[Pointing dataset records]
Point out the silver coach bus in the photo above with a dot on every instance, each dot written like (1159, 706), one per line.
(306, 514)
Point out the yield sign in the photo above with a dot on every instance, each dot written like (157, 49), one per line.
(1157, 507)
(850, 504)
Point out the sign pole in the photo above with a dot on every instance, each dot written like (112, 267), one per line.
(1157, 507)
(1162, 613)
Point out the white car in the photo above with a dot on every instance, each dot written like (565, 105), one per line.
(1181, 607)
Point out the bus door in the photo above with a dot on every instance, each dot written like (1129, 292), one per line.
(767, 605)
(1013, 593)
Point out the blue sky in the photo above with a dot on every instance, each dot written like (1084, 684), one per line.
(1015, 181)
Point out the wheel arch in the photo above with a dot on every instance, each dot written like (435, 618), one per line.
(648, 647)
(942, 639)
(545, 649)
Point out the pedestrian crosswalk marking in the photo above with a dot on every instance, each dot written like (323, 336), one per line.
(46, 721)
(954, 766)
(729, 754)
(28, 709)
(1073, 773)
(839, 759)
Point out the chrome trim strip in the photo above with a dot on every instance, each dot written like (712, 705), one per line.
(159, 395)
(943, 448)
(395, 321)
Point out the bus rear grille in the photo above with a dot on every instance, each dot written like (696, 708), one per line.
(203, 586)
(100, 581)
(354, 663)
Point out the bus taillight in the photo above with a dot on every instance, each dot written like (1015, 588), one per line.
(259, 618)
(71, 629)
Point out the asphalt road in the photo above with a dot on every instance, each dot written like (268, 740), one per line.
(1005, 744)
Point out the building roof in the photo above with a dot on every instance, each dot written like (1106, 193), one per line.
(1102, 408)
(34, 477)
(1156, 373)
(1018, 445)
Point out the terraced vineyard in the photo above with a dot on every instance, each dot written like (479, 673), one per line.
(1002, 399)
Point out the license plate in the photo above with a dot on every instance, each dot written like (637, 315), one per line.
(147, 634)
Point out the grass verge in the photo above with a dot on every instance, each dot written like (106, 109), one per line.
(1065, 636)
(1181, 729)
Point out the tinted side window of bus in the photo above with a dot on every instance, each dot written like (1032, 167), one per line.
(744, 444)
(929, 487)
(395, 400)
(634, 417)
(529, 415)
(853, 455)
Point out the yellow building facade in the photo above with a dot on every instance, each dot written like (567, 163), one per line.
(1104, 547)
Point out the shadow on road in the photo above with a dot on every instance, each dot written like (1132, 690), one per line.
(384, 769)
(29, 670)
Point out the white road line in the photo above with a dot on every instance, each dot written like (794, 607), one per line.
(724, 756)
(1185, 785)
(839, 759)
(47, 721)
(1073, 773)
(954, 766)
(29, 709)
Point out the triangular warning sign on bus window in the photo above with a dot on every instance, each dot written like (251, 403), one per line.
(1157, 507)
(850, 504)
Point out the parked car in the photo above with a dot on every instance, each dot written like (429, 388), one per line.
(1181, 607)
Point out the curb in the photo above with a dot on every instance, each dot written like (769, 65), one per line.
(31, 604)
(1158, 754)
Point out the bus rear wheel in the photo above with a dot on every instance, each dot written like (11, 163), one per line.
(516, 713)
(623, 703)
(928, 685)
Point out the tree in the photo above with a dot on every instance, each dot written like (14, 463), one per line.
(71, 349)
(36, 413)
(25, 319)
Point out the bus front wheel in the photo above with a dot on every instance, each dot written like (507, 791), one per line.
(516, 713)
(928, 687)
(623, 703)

▶ Exercise details
Edit the data above so that each "dot" becomes "marker", and leave everything else unchanged.

▶ Exercise result
Point out the silver coach bus in the photo above with a marker on every instance, each marker written like (1159, 706), one per line.
(306, 514)
Point out the yield sign in the photo above with a marker on every instance, each marker written like (157, 49), one per line.
(1157, 507)
(850, 504)
Point out the sign pole in the photo above with a marker on every instance, each marker written like (112, 267), one per line.
(1157, 507)
(1162, 613)
Point out the white car in the photo above with a marker on every instance, each marker written like (565, 105), one per line.
(1181, 607)
Point out the bus door in the photo above with a marker on every instance, each marker written like (1129, 292), one per line.
(767, 605)
(1013, 593)
Point out the blue sky in the photo above with a marker on every instance, each marker written like (1084, 684), one per line.
(1015, 181)
Point out the wheel arch in the photo above with a marker on every instance, each marker written like (435, 618), one per line.
(648, 647)
(942, 639)
(545, 649)
Point out the pedestrian crosswalk marking in the photo above with a marker on every instance, each marker written like (323, 336), one per line.
(46, 721)
(954, 766)
(729, 754)
(28, 709)
(1073, 773)
(839, 759)
Point out the chrome trim strip in the photo above with a marker on every instance, each marker written like (712, 705), one per line.
(159, 395)
(943, 448)
(395, 321)
Point out the bus rear grille in the photo above with a marker on every instance, each marker written like (696, 708), one per line.
(203, 586)
(100, 581)
(354, 663)
Point out the bus taillight in the photo above with a marker on every instance, each marker written like (1015, 588), one per line.
(259, 618)
(71, 629)
Point out the asphalt road in the photo above with a marker on every instance, each marker written like (268, 740), one per line.
(1005, 744)
Point out the building roof in the photo above with a marker on every instance, each marker written like (1106, 193), one per line.
(1102, 408)
(34, 477)
(1156, 373)
(1018, 445)
Point out the terraced vineyard in the photo above with a marker on every instance, each marker written like (479, 673), one per line.
(1002, 399)
Point out the license plate in the photo above with a marker on every instance, each marker written like (637, 315), one per line.
(147, 634)
Point out the grass verge in the photo above with a marker on every instance, each marker written like (106, 109), one per line.
(1065, 636)
(1181, 729)
Point out the tinted side window of bus in the photo above with a marker on every instance, each marker written like (1032, 167), one per line.
(744, 444)
(929, 487)
(395, 400)
(634, 417)
(529, 415)
(853, 455)
Point out the yellow building facade in the photo above with a marker on every instance, each marker written like (567, 163), one per line.
(1104, 547)
Point out the shadow on road in the photo above with a marker on every instance, each marker written like (1132, 690), one per line.
(384, 769)
(29, 670)
Point out the white road line in the photo above with a marker on every instance, each marker written like (794, 607), one per line.
(724, 756)
(1185, 785)
(839, 759)
(47, 721)
(1073, 773)
(954, 766)
(29, 709)
Point out the triangular warning sign on bus window in the photo above with a marker on every instance, each marker written like (251, 403), one per line.
(1157, 507)
(850, 504)
Point out the parked car in the photo above with a marker on every instance, each marker written like (429, 388), one per line.
(1181, 607)
Point out the curb in the photo above with a marker on every instance, each marker written like (769, 65), one per line.
(31, 604)
(1158, 754)
Point out the bus rear wheel in the photo above with a marker on every instance, each marker written like (11, 163), one per line.
(516, 713)
(623, 703)
(928, 685)
Point out the tree in the photo above with a marker on every instance, each marker written like (14, 463), one per line.
(71, 349)
(36, 413)
(25, 319)
Point out the bus front wheel in the photo above with a marker on every instance, each marker written like (507, 791), one per line.
(516, 713)
(928, 687)
(623, 703)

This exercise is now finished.